◆ Objetivo de la tarea:
Localiza en el listado todas las líneas que contienen la palabra "thatched" y cópialas, teniendo en cuenta la distinción entre mayúsculas y minúsculas.
── Registros proporcionados ──
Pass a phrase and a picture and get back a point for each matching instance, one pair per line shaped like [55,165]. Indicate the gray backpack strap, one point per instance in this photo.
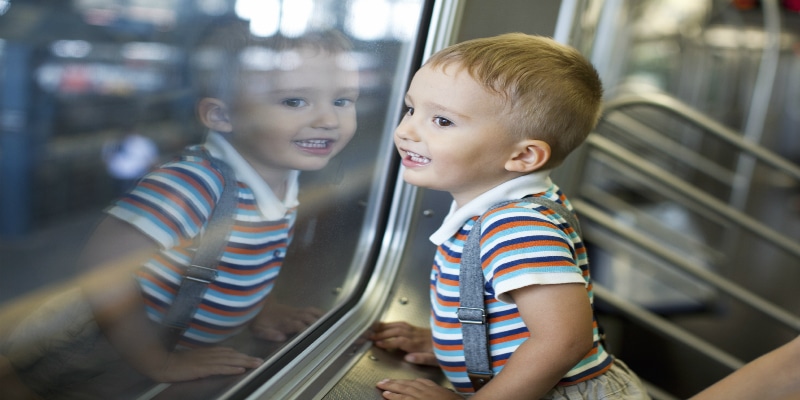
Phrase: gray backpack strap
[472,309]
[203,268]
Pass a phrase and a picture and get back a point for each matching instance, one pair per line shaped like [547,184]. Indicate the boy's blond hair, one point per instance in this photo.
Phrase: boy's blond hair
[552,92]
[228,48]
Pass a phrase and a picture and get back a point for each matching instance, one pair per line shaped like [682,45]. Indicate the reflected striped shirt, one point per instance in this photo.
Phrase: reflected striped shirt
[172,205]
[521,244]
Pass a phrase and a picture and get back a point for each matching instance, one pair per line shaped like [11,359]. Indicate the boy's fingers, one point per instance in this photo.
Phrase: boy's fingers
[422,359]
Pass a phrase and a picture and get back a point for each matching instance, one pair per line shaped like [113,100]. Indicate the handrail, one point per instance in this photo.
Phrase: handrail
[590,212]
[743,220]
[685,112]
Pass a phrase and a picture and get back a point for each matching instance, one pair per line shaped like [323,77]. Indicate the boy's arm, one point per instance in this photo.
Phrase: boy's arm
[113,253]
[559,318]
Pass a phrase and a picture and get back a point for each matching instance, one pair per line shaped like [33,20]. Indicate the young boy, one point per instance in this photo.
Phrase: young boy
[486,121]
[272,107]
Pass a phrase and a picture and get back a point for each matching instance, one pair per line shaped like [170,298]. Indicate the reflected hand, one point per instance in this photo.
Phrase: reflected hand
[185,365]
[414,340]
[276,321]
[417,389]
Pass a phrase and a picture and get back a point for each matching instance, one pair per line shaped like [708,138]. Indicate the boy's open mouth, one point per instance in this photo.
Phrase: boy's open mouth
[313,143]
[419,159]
───
── Registros proporcionados ──
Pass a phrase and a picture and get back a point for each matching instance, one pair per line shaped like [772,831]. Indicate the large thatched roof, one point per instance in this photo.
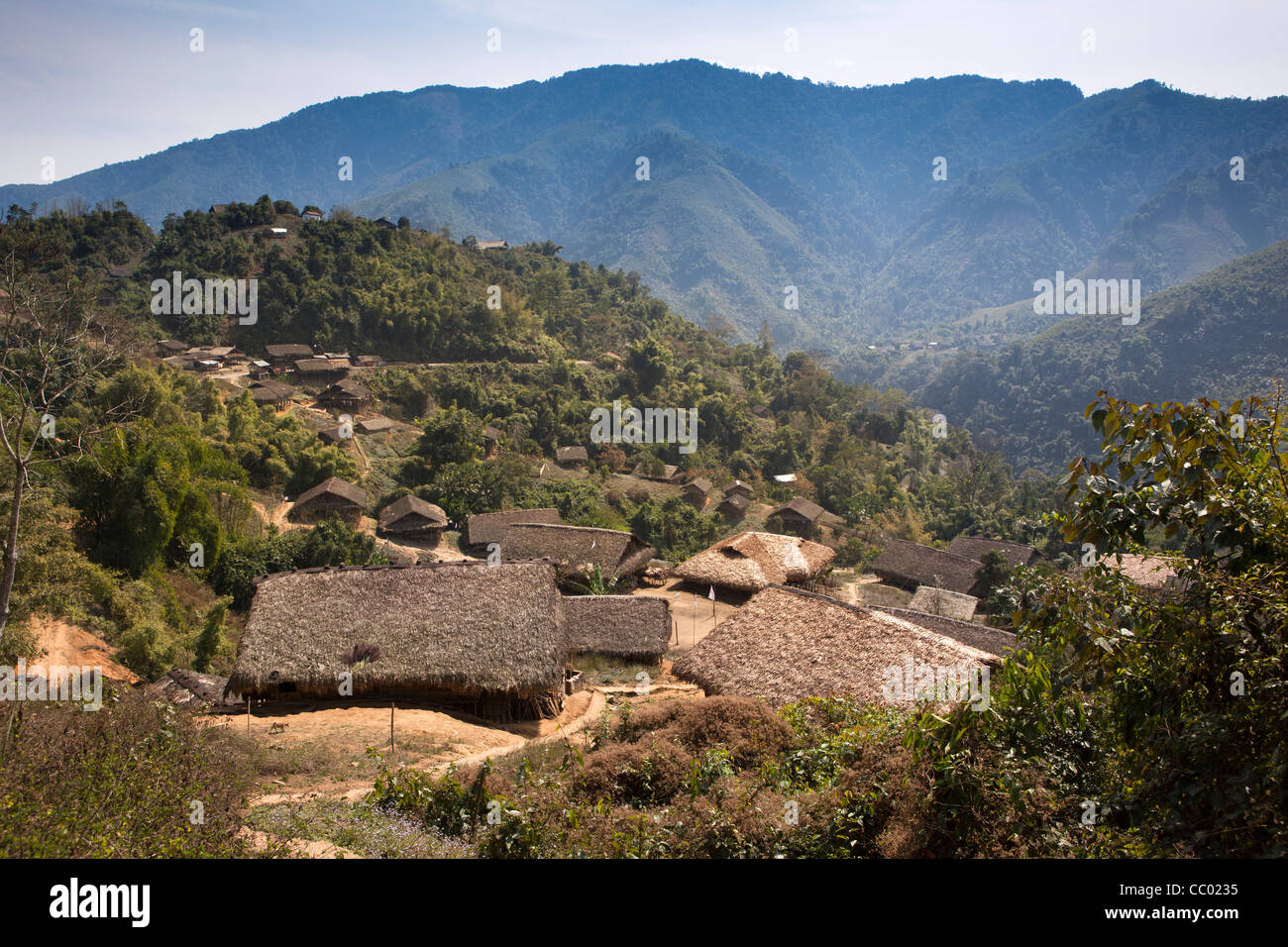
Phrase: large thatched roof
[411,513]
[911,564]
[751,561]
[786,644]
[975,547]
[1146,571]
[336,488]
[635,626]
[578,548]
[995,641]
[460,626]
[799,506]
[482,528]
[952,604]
───
◆ Resultado obtenido:
Pass a phrase and a picture and get back a point for each matching instance, one pair per line shaped like [772,831]. Indicate the large thatched roof, one point per instance in this photo.
Phrase: large thatched roof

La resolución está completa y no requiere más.